Excerpts from a pointing dataset:

================

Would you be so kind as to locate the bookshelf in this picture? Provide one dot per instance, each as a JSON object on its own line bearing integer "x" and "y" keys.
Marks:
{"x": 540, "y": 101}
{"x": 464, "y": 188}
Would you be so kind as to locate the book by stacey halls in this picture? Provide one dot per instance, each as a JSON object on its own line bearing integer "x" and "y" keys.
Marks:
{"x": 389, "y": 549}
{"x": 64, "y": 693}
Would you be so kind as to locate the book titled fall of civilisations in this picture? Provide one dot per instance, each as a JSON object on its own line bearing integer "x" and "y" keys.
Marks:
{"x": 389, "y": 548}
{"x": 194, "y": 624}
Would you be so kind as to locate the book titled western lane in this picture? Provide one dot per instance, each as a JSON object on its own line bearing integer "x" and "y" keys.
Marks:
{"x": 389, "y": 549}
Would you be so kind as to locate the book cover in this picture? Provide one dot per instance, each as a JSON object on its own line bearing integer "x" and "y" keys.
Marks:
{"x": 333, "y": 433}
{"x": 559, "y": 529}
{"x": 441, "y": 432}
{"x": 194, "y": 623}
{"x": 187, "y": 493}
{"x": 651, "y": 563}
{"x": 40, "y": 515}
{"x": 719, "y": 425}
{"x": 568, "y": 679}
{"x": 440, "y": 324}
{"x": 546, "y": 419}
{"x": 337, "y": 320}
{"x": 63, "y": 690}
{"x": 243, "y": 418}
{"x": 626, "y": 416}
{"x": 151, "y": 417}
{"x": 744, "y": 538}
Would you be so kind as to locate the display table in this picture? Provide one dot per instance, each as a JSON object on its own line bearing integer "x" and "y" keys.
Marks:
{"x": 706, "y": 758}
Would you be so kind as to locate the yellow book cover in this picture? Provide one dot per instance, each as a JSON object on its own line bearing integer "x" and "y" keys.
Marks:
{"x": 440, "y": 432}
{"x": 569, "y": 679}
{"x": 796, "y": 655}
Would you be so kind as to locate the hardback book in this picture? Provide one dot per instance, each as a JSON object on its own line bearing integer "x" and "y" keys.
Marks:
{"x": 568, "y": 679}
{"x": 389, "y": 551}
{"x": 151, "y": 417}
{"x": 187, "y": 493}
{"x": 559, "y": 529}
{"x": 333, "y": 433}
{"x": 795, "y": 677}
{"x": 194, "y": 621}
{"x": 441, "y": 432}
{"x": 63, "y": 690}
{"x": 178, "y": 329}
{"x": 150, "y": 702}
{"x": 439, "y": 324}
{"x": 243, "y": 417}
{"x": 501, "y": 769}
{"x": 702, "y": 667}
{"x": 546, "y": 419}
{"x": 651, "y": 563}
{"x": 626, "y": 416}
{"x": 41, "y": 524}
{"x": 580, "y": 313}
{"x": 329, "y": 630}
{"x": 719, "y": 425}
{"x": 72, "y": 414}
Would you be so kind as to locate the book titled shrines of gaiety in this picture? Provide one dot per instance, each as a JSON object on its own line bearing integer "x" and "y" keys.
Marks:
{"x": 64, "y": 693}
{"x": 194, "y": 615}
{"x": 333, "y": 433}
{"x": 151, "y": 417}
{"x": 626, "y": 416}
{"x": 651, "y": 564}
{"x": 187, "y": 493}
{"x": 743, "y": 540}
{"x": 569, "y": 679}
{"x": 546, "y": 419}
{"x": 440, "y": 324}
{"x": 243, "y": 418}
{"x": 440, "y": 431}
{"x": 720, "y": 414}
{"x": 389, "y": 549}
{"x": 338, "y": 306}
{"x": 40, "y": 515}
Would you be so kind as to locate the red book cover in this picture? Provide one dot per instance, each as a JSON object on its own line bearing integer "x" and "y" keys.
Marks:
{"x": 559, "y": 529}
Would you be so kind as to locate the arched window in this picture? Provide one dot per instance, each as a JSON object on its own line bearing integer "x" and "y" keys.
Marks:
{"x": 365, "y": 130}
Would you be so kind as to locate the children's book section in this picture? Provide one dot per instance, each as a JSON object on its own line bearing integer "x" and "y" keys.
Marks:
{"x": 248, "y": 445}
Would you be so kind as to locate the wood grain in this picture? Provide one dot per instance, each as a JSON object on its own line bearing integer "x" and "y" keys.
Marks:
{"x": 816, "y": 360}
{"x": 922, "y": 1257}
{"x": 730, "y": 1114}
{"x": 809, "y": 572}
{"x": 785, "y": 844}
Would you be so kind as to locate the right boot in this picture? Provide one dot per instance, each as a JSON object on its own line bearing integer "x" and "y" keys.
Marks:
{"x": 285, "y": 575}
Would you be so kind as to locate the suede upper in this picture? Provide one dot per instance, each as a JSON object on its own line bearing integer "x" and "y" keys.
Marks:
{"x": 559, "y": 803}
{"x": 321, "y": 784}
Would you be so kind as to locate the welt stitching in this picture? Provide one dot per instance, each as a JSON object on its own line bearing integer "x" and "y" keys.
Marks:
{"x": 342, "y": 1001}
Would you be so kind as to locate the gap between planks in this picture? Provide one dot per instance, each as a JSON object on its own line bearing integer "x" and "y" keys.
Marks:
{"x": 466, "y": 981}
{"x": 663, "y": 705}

================

→ **Requirement**
Pull every line of the material above and reproduce each one unchanged, in its original order.

→ **Solution**
Would you be so kind as to locate the bookshelf in this picture? Provide one dot per instance, each as a JSON object on its own line bearing integer "x" and "y" keys.
Marks:
{"x": 540, "y": 101}
{"x": 464, "y": 188}
Would you be so kind as to locate the book by stacey halls in this picture? Provide one dot per instance, each as a JSON object on its own line bearing integer "x" and "y" keys.
Marks:
{"x": 389, "y": 549}
{"x": 64, "y": 693}
Would you be so kind as to locate the book titled fall of civilisations in this picture? Provide one dot per instance, each as a JSON object on its own line bearing integer "x" and "y" keys.
Marks:
{"x": 389, "y": 548}
{"x": 194, "y": 624}
Would you be so kind as to locate the book titled western lane in this picture? Provide one dot per instance, each as a JSON object on its own line bearing integer "x" and "y" keys.
Marks:
{"x": 389, "y": 549}
Would you be so kind as to locate the book cover in this picture? Provide one dot per instance, each as a JSON object on its own line bearing integer "x" and "y" keys.
Marks:
{"x": 333, "y": 433}
{"x": 559, "y": 529}
{"x": 441, "y": 432}
{"x": 194, "y": 623}
{"x": 187, "y": 493}
{"x": 651, "y": 563}
{"x": 40, "y": 515}
{"x": 719, "y": 425}
{"x": 568, "y": 679}
{"x": 440, "y": 324}
{"x": 546, "y": 419}
{"x": 337, "y": 320}
{"x": 63, "y": 690}
{"x": 243, "y": 418}
{"x": 626, "y": 416}
{"x": 151, "y": 417}
{"x": 744, "y": 538}
Would you be so kind as to locate the display table in this picture? Provide one dot per instance, each as a JSON object on its own line bearing integer "x" and "y" keys.
Marks:
{"x": 706, "y": 758}
Would you be so kind as to locate the yellow book cover in this picture? Provide one dot per instance, each as a JSON object on its own line bearing integer "x" and "y" keys.
Marks:
{"x": 440, "y": 432}
{"x": 569, "y": 679}
{"x": 796, "y": 655}
Would you be so kind as to locate the hardback book in this picture? Provide one dot per instance, each as a JSON object on its own line bearing integer "x" and "y" keys.
Marks:
{"x": 568, "y": 679}
{"x": 389, "y": 551}
{"x": 151, "y": 417}
{"x": 187, "y": 493}
{"x": 559, "y": 529}
{"x": 333, "y": 433}
{"x": 795, "y": 677}
{"x": 194, "y": 621}
{"x": 441, "y": 432}
{"x": 63, "y": 690}
{"x": 178, "y": 329}
{"x": 150, "y": 702}
{"x": 439, "y": 324}
{"x": 243, "y": 417}
{"x": 501, "y": 769}
{"x": 702, "y": 667}
{"x": 546, "y": 419}
{"x": 651, "y": 563}
{"x": 626, "y": 416}
{"x": 41, "y": 524}
{"x": 580, "y": 313}
{"x": 329, "y": 630}
{"x": 719, "y": 425}
{"x": 72, "y": 414}
Would you be so kind as to locate the book titled shrines of gaiety in this picture? Provide one dot per instance, each as a JSON object on its own line bearing integer "x" and "y" keys.
Marks:
{"x": 64, "y": 693}
{"x": 194, "y": 615}
{"x": 333, "y": 433}
{"x": 151, "y": 417}
{"x": 626, "y": 416}
{"x": 651, "y": 564}
{"x": 187, "y": 493}
{"x": 743, "y": 540}
{"x": 569, "y": 679}
{"x": 546, "y": 419}
{"x": 440, "y": 324}
{"x": 243, "y": 418}
{"x": 440, "y": 431}
{"x": 720, "y": 414}
{"x": 389, "y": 549}
{"x": 338, "y": 306}
{"x": 40, "y": 515}
Would you be so kind as to locate the red book cover in this picture? Provide one dot per instance, each as a JSON object on its own line bearing integer "x" and "y" keys.
Marks:
{"x": 559, "y": 529}
Would you be so kind as to locate the arched window in this picture? Provide one dot per instance, each as a JSON object on its own line bearing integer "x" and "y" keys.
Marks:
{"x": 365, "y": 130}
Would you be so kind as to locate the children's book section in this picture? Provide one dot per instance, each as a JSON object on its own line bearing integer "x" and "y" keys.
Marks:
{"x": 248, "y": 445}
Would you be so kind as to locate the wood grain in this picture? Provide one dot per instance, each as a JSON object on its own line bearing integer "x" and "y" keys.
Marks:
{"x": 816, "y": 360}
{"x": 922, "y": 1257}
{"x": 730, "y": 1114}
{"x": 809, "y": 572}
{"x": 785, "y": 844}
Would you be so kind as to locate the right boot in this picture? Provide one dot per instance, each as a JSON object on its own line bearing integer "x" and "y" keys.
Marks:
{"x": 285, "y": 575}
Would you be so kind as to locate the suede upper in this picture? Provide one dot per instance, each as a JSON object on its own line bearing integer "x" and "y" keys.
Marks:
{"x": 559, "y": 803}
{"x": 321, "y": 784}
Would you be so kind as to locate the welt stitching in this picture? Provide one dot per instance, each as a JSON object on its own line bearing integer "x" and "y" keys.
Marks:
{"x": 342, "y": 1001}
Would you be so kind as to locate the gap between planks in this picture? Provide one dot per instance, each as a JSON object on its own line bearing integer "x" and "y" keys.
Marks:
{"x": 466, "y": 981}
{"x": 663, "y": 705}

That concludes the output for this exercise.